## INSTRUCTIONS TO FOLLOW
Find the line that contains "the blue jacket"; then retype it and each line after it, exactly, through the final line of the data below.

[Records contained in a dataset]
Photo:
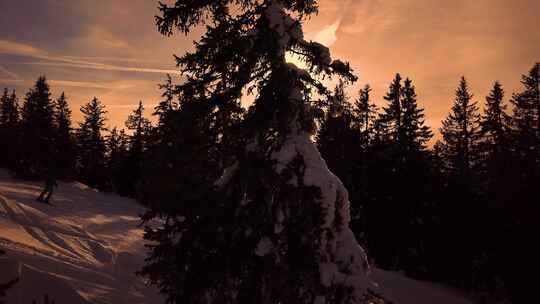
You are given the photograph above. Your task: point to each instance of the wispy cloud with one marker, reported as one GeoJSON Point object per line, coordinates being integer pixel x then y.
{"type": "Point", "coordinates": [80, 84]}
{"type": "Point", "coordinates": [12, 76]}
{"type": "Point", "coordinates": [15, 48]}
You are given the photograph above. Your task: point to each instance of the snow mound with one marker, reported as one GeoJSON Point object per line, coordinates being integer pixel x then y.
{"type": "Point", "coordinates": [342, 261]}
{"type": "Point", "coordinates": [84, 248]}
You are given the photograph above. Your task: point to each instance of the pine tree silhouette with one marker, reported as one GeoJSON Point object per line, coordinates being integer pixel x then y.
{"type": "Point", "coordinates": [92, 149]}
{"type": "Point", "coordinates": [275, 226]}
{"type": "Point", "coordinates": [37, 132]}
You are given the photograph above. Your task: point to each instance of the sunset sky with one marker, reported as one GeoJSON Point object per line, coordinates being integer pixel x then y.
{"type": "Point", "coordinates": [111, 49]}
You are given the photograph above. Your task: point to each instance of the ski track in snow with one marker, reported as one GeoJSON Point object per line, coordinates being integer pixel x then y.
{"type": "Point", "coordinates": [83, 249]}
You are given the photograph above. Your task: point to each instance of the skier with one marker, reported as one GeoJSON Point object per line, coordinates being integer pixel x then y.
{"type": "Point", "coordinates": [50, 184]}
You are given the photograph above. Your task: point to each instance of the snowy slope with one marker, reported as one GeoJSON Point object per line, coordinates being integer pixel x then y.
{"type": "Point", "coordinates": [85, 248]}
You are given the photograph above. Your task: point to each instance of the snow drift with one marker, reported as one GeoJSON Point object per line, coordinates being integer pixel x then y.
{"type": "Point", "coordinates": [86, 247]}
{"type": "Point", "coordinates": [83, 249]}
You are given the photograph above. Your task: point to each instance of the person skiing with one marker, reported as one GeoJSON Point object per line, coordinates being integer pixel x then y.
{"type": "Point", "coordinates": [50, 184]}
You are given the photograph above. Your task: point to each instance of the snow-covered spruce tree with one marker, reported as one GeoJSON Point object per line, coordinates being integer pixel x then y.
{"type": "Point", "coordinates": [274, 227]}
{"type": "Point", "coordinates": [92, 148]}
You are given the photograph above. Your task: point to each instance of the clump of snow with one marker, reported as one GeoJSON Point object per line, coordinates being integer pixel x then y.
{"type": "Point", "coordinates": [342, 260]}
{"type": "Point", "coordinates": [322, 53]}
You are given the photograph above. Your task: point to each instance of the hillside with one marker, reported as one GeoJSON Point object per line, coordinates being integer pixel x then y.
{"type": "Point", "coordinates": [85, 248]}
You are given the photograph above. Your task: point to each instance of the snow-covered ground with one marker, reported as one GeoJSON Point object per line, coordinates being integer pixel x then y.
{"type": "Point", "coordinates": [86, 247]}
{"type": "Point", "coordinates": [83, 249]}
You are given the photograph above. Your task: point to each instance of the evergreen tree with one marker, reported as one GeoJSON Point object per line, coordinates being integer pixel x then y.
{"type": "Point", "coordinates": [37, 132]}
{"type": "Point", "coordinates": [365, 114]}
{"type": "Point", "coordinates": [522, 207]}
{"type": "Point", "coordinates": [274, 228]}
{"type": "Point", "coordinates": [4, 287]}
{"type": "Point", "coordinates": [495, 147]}
{"type": "Point", "coordinates": [526, 123]}
{"type": "Point", "coordinates": [117, 154]}
{"type": "Point", "coordinates": [337, 139]}
{"type": "Point", "coordinates": [64, 141]}
{"type": "Point", "coordinates": [141, 127]}
{"type": "Point", "coordinates": [9, 129]}
{"type": "Point", "coordinates": [340, 143]}
{"type": "Point", "coordinates": [401, 164]}
{"type": "Point", "coordinates": [91, 154]}
{"type": "Point", "coordinates": [391, 116]}
{"type": "Point", "coordinates": [415, 134]}
{"type": "Point", "coordinates": [461, 135]}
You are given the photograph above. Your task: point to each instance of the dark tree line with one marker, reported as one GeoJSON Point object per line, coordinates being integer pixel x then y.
{"type": "Point", "coordinates": [41, 142]}
{"type": "Point", "coordinates": [463, 211]}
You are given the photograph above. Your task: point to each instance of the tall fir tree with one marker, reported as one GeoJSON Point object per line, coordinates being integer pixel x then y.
{"type": "Point", "coordinates": [401, 164]}
{"type": "Point", "coordinates": [496, 146]}
{"type": "Point", "coordinates": [339, 142]}
{"type": "Point", "coordinates": [117, 154]}
{"type": "Point", "coordinates": [65, 148]}
{"type": "Point", "coordinates": [141, 128]}
{"type": "Point", "coordinates": [523, 205]}
{"type": "Point", "coordinates": [91, 144]}
{"type": "Point", "coordinates": [37, 133]}
{"type": "Point", "coordinates": [461, 137]}
{"type": "Point", "coordinates": [274, 228]}
{"type": "Point", "coordinates": [9, 129]}
{"type": "Point", "coordinates": [365, 114]}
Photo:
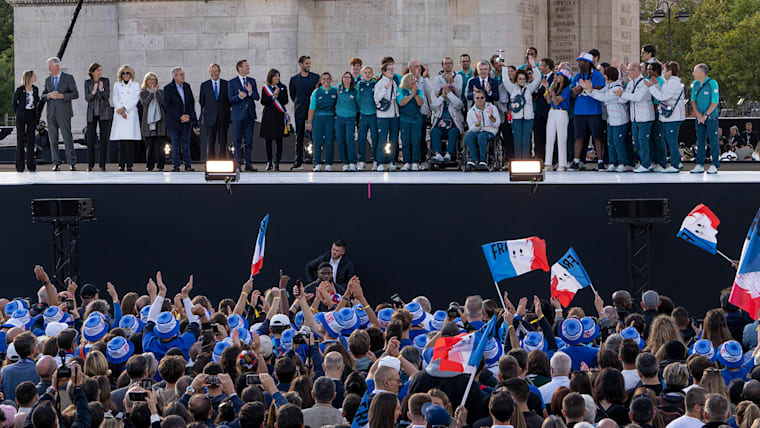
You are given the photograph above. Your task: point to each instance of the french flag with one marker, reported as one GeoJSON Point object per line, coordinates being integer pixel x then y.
{"type": "Point", "coordinates": [746, 291]}
{"type": "Point", "coordinates": [700, 228]}
{"type": "Point", "coordinates": [462, 354]}
{"type": "Point", "coordinates": [508, 259]}
{"type": "Point", "coordinates": [258, 254]}
{"type": "Point", "coordinates": [568, 276]}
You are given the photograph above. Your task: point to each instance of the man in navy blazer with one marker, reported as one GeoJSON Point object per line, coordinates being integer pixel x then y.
{"type": "Point", "coordinates": [180, 117]}
{"type": "Point", "coordinates": [484, 82]}
{"type": "Point", "coordinates": [215, 115]}
{"type": "Point", "coordinates": [242, 93]}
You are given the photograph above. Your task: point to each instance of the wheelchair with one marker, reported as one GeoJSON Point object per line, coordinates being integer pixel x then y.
{"type": "Point", "coordinates": [494, 153]}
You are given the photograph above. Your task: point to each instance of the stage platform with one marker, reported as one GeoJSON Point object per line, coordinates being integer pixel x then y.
{"type": "Point", "coordinates": [408, 178]}
{"type": "Point", "coordinates": [407, 232]}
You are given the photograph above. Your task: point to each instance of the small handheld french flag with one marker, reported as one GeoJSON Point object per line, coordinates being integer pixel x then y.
{"type": "Point", "coordinates": [258, 254]}
{"type": "Point", "coordinates": [700, 228]}
{"type": "Point", "coordinates": [508, 259]}
{"type": "Point", "coordinates": [568, 276]}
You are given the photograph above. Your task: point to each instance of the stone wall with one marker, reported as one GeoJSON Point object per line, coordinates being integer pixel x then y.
{"type": "Point", "coordinates": [157, 35]}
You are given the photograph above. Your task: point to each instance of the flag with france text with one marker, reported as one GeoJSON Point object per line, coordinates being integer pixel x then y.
{"type": "Point", "coordinates": [258, 253]}
{"type": "Point", "coordinates": [567, 277]}
{"type": "Point", "coordinates": [700, 228]}
{"type": "Point", "coordinates": [508, 259]}
{"type": "Point", "coordinates": [746, 291]}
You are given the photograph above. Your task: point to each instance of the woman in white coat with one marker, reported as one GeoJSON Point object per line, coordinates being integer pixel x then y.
{"type": "Point", "coordinates": [126, 123]}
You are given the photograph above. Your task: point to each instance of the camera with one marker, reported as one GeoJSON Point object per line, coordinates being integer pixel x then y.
{"type": "Point", "coordinates": [137, 395]}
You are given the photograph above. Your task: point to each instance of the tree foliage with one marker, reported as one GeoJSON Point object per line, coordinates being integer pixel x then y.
{"type": "Point", "coordinates": [720, 33]}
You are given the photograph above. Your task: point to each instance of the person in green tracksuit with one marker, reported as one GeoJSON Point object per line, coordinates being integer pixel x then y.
{"type": "Point", "coordinates": [321, 121]}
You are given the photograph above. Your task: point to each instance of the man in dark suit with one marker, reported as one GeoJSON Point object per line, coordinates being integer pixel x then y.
{"type": "Point", "coordinates": [60, 89]}
{"type": "Point", "coordinates": [546, 66]}
{"type": "Point", "coordinates": [215, 115]}
{"type": "Point", "coordinates": [484, 82]}
{"type": "Point", "coordinates": [343, 268]}
{"type": "Point", "coordinates": [242, 93]}
{"type": "Point", "coordinates": [301, 86]}
{"type": "Point", "coordinates": [180, 117]}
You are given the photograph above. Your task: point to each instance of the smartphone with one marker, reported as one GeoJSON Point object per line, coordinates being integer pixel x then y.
{"type": "Point", "coordinates": [138, 396]}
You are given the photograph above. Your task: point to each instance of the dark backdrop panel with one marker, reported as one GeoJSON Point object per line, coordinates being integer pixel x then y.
{"type": "Point", "coordinates": [410, 239]}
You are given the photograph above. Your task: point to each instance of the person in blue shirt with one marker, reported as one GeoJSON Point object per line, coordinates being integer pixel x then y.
{"type": "Point", "coordinates": [587, 111]}
{"type": "Point", "coordinates": [321, 121]}
{"type": "Point", "coordinates": [346, 107]}
{"type": "Point", "coordinates": [558, 96]}
{"type": "Point", "coordinates": [705, 97]}
{"type": "Point", "coordinates": [409, 99]}
{"type": "Point", "coordinates": [365, 88]}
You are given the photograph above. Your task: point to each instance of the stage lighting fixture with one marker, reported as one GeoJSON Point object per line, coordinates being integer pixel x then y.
{"type": "Point", "coordinates": [527, 170]}
{"type": "Point", "coordinates": [221, 170]}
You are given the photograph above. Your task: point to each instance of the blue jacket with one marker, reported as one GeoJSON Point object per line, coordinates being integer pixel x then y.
{"type": "Point", "coordinates": [242, 108]}
{"type": "Point", "coordinates": [175, 108]}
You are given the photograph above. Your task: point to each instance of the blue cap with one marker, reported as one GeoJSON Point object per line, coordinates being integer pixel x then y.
{"type": "Point", "coordinates": [435, 415]}
{"type": "Point", "coordinates": [534, 341]}
{"type": "Point", "coordinates": [166, 326]}
{"type": "Point", "coordinates": [703, 347]}
{"type": "Point", "coordinates": [571, 331]}
{"type": "Point", "coordinates": [119, 350]}
{"type": "Point", "coordinates": [730, 354]}
{"type": "Point", "coordinates": [590, 330]}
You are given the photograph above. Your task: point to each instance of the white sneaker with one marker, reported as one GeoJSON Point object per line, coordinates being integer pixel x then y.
{"type": "Point", "coordinates": [641, 169]}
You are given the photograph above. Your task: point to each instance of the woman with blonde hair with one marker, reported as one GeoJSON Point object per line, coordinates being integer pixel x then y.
{"type": "Point", "coordinates": [126, 125]}
{"type": "Point", "coordinates": [25, 104]}
{"type": "Point", "coordinates": [662, 331]}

## ANSWER BELOW
You are given the photograph above. Your task: point to each instance of the blue jacket with one marker, reported as one GeoJSON Point object per line, coordinates being integer pixel x then y.
{"type": "Point", "coordinates": [242, 108]}
{"type": "Point", "coordinates": [175, 108]}
You are given the photograph above. Your task: point to each instance of the blue cap with one marker, reported as one GeoJSON Point object per line, coordinates being integer pixel x then y.
{"type": "Point", "coordinates": [435, 415]}
{"type": "Point", "coordinates": [534, 341]}
{"type": "Point", "coordinates": [166, 326]}
{"type": "Point", "coordinates": [703, 347]}
{"type": "Point", "coordinates": [571, 331]}
{"type": "Point", "coordinates": [119, 350]}
{"type": "Point", "coordinates": [730, 354]}
{"type": "Point", "coordinates": [590, 330]}
You are given the photograph above. Your task: point to each instance of the white sneaker with one marker, reported as one GeoJSON Point object per line, coordinates being integer pixel x then y.
{"type": "Point", "coordinates": [641, 169]}
You are given the photograph above. Your task: point to each instance of the woman with blonde hair with one marker, reported as one GeoJSON Point object per line, coordinates being integer pixel x then y.
{"type": "Point", "coordinates": [126, 125]}
{"type": "Point", "coordinates": [25, 104]}
{"type": "Point", "coordinates": [662, 331]}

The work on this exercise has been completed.